Aim of the exercise
Write out the text lines of every entry below without changing a character, and leave out the pictures.

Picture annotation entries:
↓
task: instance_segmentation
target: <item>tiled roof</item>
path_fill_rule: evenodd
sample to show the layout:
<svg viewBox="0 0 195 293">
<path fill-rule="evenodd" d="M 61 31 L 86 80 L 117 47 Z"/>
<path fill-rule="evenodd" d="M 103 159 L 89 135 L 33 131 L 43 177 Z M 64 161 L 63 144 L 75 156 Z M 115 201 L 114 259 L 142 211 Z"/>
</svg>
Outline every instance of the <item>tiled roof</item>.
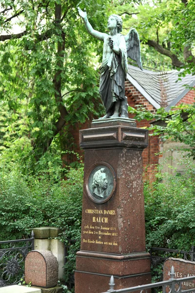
↑
Output of the task
task: instance_segmentation
target: <item>tiled roof</item>
path_fill_rule: evenodd
sample to show the layout:
<svg viewBox="0 0 195 293">
<path fill-rule="evenodd" d="M 61 31 L 86 80 L 117 47 Z"/>
<path fill-rule="evenodd" d="M 103 159 L 89 135 L 33 131 L 43 177 Z M 64 161 L 63 144 L 75 156 Z M 115 201 L 114 259 L 142 211 Z"/>
</svg>
Outline every instance of the <item>tiled roof</item>.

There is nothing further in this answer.